#### 課題 1
原子力安全委員会速記録のうち、「福島第一発電所2号機タービン建屋地下1階において通常の原」を含む語句で始まり「な数値は計測されていません。」で終わる部分を書き写してください。その際、「格納容器」を「原子炉格納容器」に置き換えてください。
#### 課題 2
原子力安全委員会速記録によると、福島第一発電所2号機タービン建屋地下1階の水の放射能濃度は、通常の原子炉水の約何倍ですか。
#### 課題 3
第20回原子力安全委員会臨時会議の速記録の続きを、最後の文の直後から書いてください。

2011年4月7日木曜日

第20回 原子力安全委員会速記録

第20回 原子力安全委員会速記録

平成23年3月28日(月)
原子力安全委員

(注:この速記録発言内容については、発言者のチェックを受けたものではありません)

第20回 原子力安全委員会臨時会議
平成23年3月28日(月)午前11時15分~
内閣府742会議室
議題(1)福島第一発電所2号機タービン建屋地下1階の滞留水について(助言)(案)
(2)その他
配付資料(1)福島第一発電所2号機タービン建屋地下1階の滞留水について(助言)(案)

午前11時15分開会
○班目委員長 それでは、ただいまから第20回原子力安全委員会臨時会議を開催いたします。
最初の議題は、「福島第一発電所2号機タービン建屋地下1階の滞留水について(助言)(案)」でございます。
本件につきましては、私の方から説明させていただきたいと思います。資料第1号をご覧ください。これに案文が書いてございます。
読み上げます。
福島第一発電所2号機タービン建屋地下1階の滞留水について(助言)(案)。
平成23年3月28日、原子力安全委員会。
福島第一発電所2号機タービン建屋地下1階において通常の原子炉水の約10万倍の放射能濃度の水が存在していることについて、原子力安全委員会は次のように考えます。
この濃度は1号機や3号機に比べ約数十倍であり、一時溶融した燃料と接触した格納容器内の水がなんらかの経路で直接流出してきたものと推定されます。
なお、他号機の流出水は格納容器から蒸気として出てきたものが凝縮したものか、放水により希釈されたものと推定しております。
空間線量率が非常に高いのは建屋の中だけであり、屋外では異常な数値は計測されていません。
現在、2号機の炉心への注水は屋外から実施しており、これは仮設のポンプに切り替えるなどして今後もより安定な形で継続できます。
したがって、格納容器内の水の漏えいが今後も継続されるとしても、炉心に注水し蒸気を放出して冷却するという現在実施している冷却方法は、継続可能と考えます。
ただし、タービン建屋地下1階の空間線量率が高いことから、今後の作業を継続するためにも、事業者は、滞留水の処理を速やかに実施するとともに、作業者の放射線管理に十分な配慮が必要です。
原子力安全委員会の最大の懸念は、この水の地下や海水への漏えいであり、その防止に万全を期することはもちろん、安全確認のため地下水のサンプリングの実施や海水のサンプリングの強化を求めます。
このような助言を内閣総理大臣に提出したいと思いますが、ご意見をいただきたいと思います。

#### 演習データ
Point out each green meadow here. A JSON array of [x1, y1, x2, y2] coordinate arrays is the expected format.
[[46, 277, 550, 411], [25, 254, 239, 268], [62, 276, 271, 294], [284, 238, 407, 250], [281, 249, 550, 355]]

#### 解答欄 1
福島第一発電所2号機タービン建屋地下1階において通常の原子炉水の約10万倍の放射能濃度の水が存在していることについて、原子力安全委員会は次のように考えます。
この濃度は1号機や3号機に比べ約数十倍であり、一時溶融した燃料と接触した原子炉格納容器内の水がなんらかの経路で直接流出してきたものと推定されます。
なお、他号機の流出水は原子炉格納容器から蒸気として出てきたものが凝縮したものか、放水により希釈されたものと推定しております。
空間線量率が非常に高いのは建屋の中だけであり、屋外では異常な数値は計測されていません。

#### 解答欄 2
約10万倍です。

#### 解答欄 3
お願いします。

○代谷委員 ひとつ、この書き方について、ご質問させていただきたいと思うんですが、他号機の流出水について言及されているところで、ここでひとつ格納容器から蒸気として出てきたものが凝縮したものかというかなり具体的なことが書かれているんですが、こういうことを書くのが良いのかどうかというところでございまして、これについてお考えをお聞かせいただければと思いますが、いかがですか。

○久木田委員 今のご質問に答える前に、まず、今の第2パラグラフの最初のところで「約数十倍」という表記がありますけれども、「約」は必要ないですね。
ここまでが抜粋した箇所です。